_What you should do_. Reproduce only the lines that run from the line containing "Crowdworker instruction — please outline every white laundry" to the end of the entries below, exactly as they stand.

_Data provided_.

::::

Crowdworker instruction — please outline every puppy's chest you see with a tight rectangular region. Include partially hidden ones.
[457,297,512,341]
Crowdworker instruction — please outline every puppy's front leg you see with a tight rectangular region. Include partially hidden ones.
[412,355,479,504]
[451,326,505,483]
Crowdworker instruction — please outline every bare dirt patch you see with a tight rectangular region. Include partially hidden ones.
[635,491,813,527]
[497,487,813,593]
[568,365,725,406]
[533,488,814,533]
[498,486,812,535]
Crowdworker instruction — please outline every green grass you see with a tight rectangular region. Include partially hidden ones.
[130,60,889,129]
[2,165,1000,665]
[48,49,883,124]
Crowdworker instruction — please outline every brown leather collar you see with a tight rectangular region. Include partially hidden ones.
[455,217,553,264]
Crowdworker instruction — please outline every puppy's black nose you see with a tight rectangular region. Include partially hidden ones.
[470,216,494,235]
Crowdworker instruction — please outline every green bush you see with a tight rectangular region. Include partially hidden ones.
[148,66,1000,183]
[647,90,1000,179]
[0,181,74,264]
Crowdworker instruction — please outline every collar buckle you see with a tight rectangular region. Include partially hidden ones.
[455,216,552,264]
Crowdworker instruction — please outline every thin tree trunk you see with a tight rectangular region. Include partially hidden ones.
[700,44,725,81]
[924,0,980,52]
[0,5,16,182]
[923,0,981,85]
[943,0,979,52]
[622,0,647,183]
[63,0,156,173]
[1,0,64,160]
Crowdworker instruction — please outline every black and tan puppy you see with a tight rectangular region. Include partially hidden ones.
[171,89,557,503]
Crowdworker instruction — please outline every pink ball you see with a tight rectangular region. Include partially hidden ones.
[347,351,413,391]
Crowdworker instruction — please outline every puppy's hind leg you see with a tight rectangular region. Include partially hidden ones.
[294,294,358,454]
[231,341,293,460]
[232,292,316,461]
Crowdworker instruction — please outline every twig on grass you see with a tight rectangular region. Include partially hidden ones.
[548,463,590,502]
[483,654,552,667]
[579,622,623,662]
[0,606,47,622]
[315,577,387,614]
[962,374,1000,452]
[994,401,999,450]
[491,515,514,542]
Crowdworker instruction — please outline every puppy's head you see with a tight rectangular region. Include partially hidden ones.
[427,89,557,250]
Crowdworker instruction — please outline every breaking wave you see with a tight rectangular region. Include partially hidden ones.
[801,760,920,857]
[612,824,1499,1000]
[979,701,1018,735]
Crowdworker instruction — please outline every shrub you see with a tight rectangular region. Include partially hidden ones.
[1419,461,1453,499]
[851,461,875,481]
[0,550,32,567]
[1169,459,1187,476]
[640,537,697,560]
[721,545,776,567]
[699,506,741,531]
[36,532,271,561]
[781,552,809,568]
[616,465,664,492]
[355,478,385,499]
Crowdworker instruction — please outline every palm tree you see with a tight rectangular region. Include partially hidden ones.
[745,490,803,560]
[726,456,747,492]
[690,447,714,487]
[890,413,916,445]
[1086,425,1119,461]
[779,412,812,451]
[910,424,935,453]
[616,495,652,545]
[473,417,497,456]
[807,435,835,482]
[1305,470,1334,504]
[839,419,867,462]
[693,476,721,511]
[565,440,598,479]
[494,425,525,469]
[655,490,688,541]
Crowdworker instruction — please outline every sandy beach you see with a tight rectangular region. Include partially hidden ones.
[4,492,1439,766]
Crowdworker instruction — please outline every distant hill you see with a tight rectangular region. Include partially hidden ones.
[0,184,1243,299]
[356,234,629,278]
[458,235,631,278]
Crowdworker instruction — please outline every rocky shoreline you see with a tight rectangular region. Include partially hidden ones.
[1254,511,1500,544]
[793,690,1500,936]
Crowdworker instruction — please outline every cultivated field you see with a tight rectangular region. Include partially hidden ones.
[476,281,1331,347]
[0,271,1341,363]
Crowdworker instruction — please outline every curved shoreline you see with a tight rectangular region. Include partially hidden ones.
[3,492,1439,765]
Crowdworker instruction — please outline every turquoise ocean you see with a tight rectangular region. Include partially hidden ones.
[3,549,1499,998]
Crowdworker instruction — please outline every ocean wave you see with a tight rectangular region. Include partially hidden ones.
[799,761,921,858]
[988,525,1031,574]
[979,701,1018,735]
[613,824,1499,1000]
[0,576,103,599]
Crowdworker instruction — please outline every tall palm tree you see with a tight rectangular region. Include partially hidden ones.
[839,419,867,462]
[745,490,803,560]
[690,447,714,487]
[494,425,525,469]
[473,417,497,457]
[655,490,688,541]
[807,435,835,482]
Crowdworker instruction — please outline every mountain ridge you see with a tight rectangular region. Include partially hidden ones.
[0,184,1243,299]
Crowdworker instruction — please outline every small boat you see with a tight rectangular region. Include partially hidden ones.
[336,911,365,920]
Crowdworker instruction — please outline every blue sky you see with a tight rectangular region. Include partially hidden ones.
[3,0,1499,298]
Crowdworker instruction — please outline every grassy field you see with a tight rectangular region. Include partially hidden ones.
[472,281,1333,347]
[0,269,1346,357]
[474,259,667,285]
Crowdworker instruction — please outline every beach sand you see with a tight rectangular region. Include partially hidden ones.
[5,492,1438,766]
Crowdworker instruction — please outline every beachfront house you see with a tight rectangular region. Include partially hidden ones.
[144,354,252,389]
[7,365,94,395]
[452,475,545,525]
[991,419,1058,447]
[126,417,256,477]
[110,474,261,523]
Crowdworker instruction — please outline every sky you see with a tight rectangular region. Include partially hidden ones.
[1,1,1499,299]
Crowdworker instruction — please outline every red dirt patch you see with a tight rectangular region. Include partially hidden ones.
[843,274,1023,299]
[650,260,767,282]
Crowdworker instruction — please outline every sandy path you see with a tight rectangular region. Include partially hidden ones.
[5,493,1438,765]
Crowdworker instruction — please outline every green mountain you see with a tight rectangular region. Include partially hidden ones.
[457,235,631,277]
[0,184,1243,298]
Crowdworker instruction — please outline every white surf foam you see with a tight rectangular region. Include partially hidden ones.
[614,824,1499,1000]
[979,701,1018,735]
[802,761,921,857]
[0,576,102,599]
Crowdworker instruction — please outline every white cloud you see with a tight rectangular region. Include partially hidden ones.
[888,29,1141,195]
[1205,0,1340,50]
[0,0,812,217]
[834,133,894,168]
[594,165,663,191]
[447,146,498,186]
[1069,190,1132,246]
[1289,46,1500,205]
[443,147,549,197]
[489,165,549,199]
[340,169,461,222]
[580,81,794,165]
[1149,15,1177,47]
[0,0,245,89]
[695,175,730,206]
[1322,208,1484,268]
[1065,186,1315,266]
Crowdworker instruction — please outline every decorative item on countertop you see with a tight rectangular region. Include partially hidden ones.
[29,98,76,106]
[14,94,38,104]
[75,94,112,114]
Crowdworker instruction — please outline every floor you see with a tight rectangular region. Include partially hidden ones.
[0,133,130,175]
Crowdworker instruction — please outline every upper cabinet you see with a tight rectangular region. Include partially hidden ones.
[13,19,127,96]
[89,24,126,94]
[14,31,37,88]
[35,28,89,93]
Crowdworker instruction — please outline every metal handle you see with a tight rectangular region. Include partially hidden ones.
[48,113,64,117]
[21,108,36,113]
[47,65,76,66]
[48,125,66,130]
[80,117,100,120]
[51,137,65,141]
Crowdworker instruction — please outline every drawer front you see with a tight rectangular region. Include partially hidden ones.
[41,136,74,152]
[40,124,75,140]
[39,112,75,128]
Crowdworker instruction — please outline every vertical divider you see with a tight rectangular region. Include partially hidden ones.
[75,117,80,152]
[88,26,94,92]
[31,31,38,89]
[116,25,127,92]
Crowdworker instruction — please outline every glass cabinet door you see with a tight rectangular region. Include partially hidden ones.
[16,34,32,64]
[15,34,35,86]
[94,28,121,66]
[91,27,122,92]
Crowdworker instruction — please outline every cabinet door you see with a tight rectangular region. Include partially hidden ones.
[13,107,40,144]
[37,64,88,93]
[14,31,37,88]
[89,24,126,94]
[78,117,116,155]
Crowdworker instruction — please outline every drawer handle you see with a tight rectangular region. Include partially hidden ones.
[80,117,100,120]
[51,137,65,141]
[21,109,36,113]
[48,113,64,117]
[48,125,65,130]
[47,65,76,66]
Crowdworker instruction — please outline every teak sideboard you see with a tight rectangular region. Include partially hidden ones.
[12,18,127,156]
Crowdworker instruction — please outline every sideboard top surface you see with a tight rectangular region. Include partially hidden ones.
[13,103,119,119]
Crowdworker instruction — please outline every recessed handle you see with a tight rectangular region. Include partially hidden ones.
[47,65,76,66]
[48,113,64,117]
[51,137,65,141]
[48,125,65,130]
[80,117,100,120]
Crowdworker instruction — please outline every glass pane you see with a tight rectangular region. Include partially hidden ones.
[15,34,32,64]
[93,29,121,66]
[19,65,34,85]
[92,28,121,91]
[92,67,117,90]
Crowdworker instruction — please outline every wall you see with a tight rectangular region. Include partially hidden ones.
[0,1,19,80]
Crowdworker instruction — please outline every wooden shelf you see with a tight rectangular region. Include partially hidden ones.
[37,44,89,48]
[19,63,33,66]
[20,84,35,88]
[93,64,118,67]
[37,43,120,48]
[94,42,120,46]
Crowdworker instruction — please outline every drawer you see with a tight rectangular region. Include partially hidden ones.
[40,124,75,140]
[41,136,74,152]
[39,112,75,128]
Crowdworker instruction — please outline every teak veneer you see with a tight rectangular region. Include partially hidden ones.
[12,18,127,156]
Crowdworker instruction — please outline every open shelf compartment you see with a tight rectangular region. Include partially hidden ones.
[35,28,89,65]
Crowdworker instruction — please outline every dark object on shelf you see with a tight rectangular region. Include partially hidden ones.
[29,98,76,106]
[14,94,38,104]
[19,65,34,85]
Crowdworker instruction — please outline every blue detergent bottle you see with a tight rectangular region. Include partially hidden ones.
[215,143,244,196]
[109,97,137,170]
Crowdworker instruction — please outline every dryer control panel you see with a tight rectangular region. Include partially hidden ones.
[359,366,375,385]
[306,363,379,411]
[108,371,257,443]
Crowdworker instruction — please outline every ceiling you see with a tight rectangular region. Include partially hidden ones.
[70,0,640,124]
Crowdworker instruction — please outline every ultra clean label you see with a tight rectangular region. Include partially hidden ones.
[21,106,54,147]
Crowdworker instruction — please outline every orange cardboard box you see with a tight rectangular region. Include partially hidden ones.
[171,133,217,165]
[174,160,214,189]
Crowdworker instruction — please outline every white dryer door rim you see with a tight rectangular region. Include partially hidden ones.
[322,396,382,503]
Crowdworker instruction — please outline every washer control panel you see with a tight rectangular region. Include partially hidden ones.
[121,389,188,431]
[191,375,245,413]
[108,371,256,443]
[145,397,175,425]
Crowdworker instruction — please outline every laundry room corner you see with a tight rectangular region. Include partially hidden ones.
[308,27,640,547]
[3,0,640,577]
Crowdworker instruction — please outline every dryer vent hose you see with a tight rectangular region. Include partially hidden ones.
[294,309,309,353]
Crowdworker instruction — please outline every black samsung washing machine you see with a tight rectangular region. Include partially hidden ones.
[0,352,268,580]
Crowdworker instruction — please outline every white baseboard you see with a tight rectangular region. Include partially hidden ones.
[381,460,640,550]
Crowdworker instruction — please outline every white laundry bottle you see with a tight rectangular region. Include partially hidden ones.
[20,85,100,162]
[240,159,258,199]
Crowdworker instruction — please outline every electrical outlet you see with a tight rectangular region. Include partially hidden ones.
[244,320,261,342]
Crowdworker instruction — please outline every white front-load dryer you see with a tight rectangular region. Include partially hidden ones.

::::

_Answer space_.
Crowdworker instruction — please outline every white laundry bottle you see with a tight rectangular region. Include partially hidden ones.
[20,85,100,162]
[240,159,258,199]
Crowdworker instruction — please outline every electrical outlet you see with a tight rectangular region. Include partially hidden ones.
[244,320,261,342]
Crowdworker instruction — please outline every white front-load dryer you see with a tight rectangular region. Include partially hidden ones.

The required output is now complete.